Records from a data source:
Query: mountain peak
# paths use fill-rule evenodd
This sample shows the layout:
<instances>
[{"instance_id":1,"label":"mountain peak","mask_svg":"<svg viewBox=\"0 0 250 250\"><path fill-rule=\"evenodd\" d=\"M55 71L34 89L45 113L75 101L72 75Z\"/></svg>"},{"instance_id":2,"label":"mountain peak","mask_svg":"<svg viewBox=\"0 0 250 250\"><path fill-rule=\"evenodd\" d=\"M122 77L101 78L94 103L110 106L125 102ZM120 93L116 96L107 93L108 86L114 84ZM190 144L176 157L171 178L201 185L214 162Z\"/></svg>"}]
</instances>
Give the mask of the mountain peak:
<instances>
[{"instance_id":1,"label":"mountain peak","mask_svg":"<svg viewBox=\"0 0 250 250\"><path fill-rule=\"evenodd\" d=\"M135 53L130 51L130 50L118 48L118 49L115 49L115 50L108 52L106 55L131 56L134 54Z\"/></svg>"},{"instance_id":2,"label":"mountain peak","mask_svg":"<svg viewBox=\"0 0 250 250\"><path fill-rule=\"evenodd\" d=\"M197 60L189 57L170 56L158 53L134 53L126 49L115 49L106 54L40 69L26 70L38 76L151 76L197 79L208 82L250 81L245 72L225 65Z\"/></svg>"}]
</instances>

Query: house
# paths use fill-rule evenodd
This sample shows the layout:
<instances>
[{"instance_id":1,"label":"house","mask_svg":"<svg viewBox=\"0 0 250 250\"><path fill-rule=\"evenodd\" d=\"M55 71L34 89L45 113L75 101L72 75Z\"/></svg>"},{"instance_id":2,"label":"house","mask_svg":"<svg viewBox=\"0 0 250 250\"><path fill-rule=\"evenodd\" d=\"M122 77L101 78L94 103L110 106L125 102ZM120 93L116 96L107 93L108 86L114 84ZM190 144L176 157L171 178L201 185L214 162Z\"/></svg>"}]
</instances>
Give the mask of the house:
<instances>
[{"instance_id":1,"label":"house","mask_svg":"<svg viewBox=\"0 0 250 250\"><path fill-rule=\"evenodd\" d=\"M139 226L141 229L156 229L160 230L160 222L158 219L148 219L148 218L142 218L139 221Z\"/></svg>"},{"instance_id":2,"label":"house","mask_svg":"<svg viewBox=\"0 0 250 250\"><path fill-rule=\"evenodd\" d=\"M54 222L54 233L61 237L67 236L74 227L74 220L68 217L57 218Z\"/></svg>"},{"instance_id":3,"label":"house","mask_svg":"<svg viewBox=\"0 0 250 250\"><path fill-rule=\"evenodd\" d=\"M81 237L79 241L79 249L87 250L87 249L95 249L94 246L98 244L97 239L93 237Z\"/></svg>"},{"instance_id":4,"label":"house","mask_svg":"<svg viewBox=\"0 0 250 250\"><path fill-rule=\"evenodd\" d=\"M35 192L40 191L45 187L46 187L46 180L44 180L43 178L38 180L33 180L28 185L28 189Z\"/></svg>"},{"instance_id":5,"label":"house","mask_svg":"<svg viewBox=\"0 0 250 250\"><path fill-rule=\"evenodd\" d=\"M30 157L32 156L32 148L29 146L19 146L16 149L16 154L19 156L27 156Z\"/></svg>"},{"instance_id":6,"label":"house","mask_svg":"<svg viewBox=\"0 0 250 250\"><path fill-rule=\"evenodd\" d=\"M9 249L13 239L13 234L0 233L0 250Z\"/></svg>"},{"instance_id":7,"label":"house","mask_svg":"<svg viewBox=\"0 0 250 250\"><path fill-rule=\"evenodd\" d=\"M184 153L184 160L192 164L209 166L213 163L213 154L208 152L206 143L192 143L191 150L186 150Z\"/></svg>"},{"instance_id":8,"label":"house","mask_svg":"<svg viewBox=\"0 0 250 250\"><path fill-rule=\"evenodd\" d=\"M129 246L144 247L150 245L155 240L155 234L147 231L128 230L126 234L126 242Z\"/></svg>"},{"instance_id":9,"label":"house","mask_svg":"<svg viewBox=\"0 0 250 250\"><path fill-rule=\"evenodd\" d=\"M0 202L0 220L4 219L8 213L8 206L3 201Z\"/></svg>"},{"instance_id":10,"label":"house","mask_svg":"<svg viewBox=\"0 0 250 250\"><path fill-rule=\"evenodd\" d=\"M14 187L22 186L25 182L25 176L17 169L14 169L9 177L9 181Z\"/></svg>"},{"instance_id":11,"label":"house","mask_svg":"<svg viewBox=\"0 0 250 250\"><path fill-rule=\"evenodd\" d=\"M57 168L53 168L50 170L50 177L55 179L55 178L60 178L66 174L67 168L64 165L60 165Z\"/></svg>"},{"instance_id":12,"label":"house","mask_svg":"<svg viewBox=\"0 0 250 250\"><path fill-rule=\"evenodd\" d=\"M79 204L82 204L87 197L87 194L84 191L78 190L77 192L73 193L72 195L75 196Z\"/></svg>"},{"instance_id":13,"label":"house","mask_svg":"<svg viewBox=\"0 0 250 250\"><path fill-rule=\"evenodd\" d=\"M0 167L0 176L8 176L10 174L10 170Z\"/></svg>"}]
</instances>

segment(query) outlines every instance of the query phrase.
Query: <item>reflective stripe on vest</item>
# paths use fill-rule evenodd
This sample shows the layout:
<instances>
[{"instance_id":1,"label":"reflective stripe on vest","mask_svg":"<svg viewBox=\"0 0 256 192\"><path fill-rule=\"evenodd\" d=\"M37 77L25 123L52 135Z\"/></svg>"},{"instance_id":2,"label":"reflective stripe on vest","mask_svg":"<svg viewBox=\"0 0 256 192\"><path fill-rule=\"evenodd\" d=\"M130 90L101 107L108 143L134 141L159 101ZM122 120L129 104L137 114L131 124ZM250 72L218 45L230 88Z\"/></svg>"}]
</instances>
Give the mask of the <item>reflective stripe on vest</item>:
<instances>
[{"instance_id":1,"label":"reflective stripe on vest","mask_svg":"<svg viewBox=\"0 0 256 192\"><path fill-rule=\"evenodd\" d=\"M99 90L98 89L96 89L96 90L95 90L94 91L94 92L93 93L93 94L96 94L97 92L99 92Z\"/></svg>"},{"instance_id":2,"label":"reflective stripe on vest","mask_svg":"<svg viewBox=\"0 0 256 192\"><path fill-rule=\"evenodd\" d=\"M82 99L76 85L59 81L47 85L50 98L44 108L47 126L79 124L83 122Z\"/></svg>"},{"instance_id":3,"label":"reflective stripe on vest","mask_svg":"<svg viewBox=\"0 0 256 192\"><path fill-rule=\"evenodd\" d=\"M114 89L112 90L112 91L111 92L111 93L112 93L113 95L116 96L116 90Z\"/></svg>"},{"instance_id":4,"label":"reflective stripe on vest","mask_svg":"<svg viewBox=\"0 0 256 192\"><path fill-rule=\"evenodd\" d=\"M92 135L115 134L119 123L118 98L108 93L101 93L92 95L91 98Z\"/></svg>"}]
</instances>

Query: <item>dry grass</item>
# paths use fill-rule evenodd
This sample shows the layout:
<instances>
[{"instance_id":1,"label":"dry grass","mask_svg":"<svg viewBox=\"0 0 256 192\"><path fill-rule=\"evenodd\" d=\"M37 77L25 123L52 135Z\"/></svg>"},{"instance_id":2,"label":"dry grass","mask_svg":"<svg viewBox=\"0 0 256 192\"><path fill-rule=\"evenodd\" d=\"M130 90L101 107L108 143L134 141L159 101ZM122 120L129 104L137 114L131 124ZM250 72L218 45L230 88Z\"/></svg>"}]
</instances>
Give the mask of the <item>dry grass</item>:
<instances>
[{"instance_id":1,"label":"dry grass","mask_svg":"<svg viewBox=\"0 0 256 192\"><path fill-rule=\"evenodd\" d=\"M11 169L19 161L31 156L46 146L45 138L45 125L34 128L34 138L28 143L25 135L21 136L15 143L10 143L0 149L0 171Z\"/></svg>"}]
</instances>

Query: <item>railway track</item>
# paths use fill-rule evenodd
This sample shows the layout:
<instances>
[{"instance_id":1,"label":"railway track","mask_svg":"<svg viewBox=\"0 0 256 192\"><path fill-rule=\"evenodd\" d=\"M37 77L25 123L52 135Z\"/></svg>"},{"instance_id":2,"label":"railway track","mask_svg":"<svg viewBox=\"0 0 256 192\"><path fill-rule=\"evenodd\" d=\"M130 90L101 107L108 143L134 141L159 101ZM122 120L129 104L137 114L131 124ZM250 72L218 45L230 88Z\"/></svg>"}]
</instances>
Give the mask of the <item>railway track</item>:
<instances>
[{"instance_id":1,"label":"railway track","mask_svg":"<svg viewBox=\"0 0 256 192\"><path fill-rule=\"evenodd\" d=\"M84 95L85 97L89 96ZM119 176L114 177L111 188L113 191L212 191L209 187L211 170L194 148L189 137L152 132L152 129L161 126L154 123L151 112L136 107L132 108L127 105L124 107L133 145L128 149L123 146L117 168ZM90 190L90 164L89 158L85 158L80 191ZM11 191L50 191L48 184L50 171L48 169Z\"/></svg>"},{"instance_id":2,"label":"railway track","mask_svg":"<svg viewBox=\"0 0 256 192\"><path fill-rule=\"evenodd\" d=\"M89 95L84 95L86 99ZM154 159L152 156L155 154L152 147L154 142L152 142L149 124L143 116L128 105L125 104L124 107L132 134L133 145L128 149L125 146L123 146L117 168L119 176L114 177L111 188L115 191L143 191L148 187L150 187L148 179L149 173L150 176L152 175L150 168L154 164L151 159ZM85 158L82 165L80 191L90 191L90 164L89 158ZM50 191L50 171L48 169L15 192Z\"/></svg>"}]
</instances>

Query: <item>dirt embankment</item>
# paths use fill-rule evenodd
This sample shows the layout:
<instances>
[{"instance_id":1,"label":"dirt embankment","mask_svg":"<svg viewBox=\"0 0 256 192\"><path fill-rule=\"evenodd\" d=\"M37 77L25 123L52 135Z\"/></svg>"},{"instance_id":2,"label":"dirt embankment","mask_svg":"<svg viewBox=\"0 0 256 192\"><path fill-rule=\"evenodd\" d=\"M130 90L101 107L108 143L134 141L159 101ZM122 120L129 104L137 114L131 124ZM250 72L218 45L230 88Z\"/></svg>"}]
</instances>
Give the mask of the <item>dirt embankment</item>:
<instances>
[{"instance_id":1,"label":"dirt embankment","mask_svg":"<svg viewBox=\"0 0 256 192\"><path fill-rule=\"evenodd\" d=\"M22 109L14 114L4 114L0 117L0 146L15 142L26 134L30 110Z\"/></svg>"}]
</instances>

#### What is asked:
Find every line in the records above that contains the word "embankment", and copy each of those lines out in full.

#### Output for this exercise:
Query: <item>dirt embankment</item>
[{"instance_id":1,"label":"dirt embankment","mask_svg":"<svg viewBox=\"0 0 256 192\"><path fill-rule=\"evenodd\" d=\"M37 77L25 123L52 135Z\"/></svg>"},{"instance_id":2,"label":"dirt embankment","mask_svg":"<svg viewBox=\"0 0 256 192\"><path fill-rule=\"evenodd\" d=\"M130 90L101 107L108 143L134 141L159 101ZM122 120L129 104L137 114L131 124ZM250 72L218 45L230 88Z\"/></svg>"}]
Give the mask of the <item>dirt embankment</item>:
[{"instance_id":1,"label":"dirt embankment","mask_svg":"<svg viewBox=\"0 0 256 192\"><path fill-rule=\"evenodd\" d=\"M22 109L14 114L4 114L0 117L0 146L15 142L26 134L30 110Z\"/></svg>"}]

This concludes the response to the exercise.